# Aim of the task
Update the items starting at the line containing "[locate] the metal" and ending at the line containing "x=565, y=139" by changing "bicycle helmet" to "cycling helmet" and leaving everything else unchanged. Return only those lines.

# Data provided
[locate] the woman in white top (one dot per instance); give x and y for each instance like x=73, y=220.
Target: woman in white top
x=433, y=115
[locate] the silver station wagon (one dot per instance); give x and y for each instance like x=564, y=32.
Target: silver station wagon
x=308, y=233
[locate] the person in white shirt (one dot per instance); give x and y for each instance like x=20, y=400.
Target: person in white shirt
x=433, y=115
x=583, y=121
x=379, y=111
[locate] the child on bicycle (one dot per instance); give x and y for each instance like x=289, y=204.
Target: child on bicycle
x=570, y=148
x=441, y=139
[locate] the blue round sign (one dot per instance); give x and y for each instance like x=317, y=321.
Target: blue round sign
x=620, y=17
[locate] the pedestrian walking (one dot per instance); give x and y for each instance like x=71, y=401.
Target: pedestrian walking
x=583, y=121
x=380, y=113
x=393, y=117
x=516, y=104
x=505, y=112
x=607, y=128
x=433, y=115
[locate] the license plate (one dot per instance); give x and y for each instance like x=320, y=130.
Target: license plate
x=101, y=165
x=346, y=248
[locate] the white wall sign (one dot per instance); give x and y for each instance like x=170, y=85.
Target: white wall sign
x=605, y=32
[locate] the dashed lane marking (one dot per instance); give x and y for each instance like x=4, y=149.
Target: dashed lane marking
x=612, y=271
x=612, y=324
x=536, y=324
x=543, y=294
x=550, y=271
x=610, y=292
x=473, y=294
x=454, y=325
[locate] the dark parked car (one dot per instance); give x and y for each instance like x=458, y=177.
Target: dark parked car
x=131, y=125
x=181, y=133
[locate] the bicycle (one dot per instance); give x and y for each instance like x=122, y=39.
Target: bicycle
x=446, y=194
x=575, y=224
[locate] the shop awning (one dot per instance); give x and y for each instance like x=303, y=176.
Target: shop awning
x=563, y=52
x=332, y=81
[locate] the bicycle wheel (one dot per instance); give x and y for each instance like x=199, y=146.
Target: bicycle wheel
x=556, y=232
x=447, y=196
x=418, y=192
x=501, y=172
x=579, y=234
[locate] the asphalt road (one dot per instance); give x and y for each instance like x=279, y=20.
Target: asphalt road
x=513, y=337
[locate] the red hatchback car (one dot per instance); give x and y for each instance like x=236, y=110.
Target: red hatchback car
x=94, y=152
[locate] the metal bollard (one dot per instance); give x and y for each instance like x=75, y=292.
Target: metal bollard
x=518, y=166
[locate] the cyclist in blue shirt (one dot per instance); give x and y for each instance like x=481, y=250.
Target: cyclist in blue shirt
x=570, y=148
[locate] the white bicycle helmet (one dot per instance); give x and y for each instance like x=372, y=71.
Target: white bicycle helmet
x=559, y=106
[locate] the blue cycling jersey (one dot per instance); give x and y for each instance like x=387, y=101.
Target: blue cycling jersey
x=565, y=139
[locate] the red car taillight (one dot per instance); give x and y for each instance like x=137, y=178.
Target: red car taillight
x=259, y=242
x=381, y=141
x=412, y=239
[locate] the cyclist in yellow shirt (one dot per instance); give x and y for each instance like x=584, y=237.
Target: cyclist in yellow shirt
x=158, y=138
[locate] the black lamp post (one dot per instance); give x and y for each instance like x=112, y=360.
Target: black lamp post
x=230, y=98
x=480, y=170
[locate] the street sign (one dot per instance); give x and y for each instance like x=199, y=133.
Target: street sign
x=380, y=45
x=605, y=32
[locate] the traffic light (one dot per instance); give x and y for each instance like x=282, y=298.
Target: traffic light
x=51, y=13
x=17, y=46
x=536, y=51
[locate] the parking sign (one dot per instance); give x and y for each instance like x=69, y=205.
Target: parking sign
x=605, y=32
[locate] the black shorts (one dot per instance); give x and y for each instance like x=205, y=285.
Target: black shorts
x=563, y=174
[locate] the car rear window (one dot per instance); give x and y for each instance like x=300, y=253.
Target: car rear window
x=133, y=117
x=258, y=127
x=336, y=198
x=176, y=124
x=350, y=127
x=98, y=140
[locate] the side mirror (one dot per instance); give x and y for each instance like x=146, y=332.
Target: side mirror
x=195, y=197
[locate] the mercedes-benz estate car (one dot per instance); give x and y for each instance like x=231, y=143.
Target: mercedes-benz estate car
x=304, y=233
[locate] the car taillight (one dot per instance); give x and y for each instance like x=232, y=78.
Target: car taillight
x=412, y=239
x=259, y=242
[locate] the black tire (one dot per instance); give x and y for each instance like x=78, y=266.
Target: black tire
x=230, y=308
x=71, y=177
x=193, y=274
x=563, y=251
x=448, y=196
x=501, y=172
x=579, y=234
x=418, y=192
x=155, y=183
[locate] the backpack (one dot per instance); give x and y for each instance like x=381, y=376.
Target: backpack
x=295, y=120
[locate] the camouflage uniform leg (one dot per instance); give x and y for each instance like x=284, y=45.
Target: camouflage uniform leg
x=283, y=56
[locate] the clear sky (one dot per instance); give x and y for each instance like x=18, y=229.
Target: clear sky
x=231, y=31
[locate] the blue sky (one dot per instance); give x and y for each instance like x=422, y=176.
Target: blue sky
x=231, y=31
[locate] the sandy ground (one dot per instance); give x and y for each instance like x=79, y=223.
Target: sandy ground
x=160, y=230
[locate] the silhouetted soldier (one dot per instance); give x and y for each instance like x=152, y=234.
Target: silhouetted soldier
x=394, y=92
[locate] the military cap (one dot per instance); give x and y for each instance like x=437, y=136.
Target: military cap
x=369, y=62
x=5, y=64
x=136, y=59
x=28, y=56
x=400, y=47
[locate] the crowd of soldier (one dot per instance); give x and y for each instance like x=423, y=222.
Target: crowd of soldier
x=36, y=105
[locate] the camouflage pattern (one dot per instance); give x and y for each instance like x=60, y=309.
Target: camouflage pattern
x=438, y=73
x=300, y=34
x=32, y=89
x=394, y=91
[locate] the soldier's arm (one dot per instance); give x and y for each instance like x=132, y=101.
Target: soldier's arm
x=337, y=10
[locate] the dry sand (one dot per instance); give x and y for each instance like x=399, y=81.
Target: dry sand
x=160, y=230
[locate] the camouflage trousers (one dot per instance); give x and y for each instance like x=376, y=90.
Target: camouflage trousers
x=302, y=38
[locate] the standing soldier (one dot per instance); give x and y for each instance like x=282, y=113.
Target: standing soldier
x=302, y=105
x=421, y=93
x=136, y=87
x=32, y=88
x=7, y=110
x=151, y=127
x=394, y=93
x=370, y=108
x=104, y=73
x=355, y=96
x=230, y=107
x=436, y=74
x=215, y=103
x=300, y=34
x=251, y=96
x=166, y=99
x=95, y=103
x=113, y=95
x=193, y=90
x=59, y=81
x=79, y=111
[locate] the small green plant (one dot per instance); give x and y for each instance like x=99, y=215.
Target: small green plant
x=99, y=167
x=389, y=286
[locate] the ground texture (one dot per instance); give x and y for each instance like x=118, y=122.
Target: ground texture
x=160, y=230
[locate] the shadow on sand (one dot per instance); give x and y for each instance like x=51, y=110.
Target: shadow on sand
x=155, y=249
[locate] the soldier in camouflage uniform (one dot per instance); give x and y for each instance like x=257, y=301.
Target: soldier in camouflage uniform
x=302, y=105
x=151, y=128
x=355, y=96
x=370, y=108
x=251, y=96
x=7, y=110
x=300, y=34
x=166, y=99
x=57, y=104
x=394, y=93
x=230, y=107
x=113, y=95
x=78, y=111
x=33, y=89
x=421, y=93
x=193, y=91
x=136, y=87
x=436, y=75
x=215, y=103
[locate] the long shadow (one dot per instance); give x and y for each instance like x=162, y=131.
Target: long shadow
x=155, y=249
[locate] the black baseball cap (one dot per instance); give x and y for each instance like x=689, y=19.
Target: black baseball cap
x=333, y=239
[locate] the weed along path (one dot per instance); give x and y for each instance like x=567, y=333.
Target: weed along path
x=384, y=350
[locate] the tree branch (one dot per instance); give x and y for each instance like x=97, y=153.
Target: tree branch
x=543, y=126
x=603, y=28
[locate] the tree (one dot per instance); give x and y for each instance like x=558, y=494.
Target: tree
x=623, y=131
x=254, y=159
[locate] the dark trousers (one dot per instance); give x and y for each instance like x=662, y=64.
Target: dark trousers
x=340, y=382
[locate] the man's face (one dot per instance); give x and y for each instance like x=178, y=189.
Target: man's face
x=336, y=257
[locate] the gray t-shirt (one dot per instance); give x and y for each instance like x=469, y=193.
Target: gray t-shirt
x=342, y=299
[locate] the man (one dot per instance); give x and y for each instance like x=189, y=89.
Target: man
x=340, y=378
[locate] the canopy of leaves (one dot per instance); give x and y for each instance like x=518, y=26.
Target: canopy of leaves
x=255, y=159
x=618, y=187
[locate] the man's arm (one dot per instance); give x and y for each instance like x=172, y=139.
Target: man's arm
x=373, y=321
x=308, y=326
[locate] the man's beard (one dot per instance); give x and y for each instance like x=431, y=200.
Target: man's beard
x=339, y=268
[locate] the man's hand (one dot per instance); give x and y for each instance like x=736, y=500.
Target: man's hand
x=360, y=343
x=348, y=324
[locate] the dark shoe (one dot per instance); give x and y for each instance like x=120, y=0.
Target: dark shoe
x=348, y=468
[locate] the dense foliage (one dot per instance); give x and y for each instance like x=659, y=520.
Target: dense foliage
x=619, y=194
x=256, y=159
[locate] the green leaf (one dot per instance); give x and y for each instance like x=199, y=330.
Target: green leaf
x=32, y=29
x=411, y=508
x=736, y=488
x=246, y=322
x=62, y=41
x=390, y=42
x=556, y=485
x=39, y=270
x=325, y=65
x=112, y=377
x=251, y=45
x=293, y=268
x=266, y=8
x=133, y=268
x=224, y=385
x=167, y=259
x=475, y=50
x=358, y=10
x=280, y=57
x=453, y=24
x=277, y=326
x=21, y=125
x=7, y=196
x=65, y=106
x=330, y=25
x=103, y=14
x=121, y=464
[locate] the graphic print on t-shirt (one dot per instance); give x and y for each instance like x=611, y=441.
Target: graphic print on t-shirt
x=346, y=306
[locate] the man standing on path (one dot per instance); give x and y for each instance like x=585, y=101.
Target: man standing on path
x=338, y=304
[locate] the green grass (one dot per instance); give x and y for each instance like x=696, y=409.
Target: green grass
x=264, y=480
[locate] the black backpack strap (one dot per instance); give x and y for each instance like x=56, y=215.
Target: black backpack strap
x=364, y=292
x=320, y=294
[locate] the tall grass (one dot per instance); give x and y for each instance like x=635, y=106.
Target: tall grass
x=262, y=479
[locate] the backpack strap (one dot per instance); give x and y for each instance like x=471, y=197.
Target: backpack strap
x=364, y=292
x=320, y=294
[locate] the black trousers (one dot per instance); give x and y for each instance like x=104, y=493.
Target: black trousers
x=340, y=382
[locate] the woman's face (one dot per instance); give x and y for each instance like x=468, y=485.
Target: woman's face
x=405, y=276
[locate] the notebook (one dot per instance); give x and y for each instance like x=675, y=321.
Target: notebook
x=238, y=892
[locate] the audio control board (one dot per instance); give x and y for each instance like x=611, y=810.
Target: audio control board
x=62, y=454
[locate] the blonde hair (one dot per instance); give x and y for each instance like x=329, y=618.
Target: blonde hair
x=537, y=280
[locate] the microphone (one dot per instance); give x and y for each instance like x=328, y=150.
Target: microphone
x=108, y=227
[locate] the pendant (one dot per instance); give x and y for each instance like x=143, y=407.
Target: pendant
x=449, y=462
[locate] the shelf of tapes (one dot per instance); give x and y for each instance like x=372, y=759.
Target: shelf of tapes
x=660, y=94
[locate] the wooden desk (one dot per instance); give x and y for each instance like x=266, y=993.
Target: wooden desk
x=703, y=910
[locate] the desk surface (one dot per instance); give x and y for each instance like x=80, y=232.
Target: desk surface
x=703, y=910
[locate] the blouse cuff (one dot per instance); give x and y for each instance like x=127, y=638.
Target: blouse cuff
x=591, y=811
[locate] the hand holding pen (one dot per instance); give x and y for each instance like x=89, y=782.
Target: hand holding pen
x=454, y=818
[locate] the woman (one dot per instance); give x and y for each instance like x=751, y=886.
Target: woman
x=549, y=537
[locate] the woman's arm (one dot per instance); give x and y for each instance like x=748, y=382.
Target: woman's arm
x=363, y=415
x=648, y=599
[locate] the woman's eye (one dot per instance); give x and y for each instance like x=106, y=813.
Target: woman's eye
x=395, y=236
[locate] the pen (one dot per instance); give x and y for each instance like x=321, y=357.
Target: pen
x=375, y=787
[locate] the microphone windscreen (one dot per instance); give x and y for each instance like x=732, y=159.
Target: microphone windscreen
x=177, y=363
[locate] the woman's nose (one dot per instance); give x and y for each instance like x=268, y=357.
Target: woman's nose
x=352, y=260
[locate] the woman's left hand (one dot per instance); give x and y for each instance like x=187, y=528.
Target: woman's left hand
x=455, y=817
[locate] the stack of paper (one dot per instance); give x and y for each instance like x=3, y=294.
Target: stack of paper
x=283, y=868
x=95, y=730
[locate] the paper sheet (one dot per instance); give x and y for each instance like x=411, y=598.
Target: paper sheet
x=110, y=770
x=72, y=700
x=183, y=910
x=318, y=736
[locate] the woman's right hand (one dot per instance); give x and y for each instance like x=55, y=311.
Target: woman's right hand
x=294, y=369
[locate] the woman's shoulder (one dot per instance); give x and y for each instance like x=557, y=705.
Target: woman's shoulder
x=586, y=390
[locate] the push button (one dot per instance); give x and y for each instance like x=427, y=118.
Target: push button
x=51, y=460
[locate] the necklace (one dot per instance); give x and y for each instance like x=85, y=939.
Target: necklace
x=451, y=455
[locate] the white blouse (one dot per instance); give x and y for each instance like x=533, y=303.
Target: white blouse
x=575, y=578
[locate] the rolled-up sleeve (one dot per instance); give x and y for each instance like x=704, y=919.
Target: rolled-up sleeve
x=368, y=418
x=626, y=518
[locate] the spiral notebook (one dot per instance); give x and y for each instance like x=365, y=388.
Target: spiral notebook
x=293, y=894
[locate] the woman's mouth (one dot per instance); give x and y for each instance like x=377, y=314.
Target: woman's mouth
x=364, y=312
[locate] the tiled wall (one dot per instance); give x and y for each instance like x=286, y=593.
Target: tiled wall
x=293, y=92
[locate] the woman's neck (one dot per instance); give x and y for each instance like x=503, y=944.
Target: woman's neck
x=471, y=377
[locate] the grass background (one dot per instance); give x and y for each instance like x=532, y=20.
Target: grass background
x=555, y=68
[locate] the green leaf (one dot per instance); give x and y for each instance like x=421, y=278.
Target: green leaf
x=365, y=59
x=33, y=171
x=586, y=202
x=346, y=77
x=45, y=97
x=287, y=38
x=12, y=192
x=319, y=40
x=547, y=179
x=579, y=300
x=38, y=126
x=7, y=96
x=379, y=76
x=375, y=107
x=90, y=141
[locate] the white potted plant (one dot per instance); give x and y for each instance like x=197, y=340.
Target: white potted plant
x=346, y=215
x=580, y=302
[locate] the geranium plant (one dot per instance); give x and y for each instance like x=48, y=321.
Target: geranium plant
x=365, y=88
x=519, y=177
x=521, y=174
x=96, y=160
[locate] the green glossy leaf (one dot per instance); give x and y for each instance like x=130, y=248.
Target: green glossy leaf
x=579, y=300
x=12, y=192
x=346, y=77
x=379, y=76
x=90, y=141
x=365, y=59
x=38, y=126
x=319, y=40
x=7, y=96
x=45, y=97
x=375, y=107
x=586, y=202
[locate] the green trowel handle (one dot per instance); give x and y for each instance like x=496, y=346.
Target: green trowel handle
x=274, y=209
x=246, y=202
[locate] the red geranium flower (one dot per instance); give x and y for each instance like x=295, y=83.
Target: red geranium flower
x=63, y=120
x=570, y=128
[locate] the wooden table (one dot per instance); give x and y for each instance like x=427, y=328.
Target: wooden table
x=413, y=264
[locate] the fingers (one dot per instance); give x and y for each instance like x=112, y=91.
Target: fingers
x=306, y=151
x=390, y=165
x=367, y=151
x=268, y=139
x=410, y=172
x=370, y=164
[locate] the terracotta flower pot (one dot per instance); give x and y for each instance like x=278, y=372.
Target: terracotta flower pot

# Completed exercise
[locate] the metal bollard (one dot per instance); give x and y for each instance like x=75, y=292.
Target: metal bollard
x=518, y=166
[locate] the cyclist in blue shirt (one dot per instance); give x and y for each instance like x=481, y=250.
Target: cyclist in blue shirt
x=570, y=148
[locate] the white cycling helmet (one dot per instance); give x and y for each instance like x=372, y=71.
Target: white cycling helmet
x=559, y=106
[locate] the blue cycling jersey (one dot per instance); give x and y for each instance like x=387, y=101.
Target: blue cycling jersey
x=565, y=139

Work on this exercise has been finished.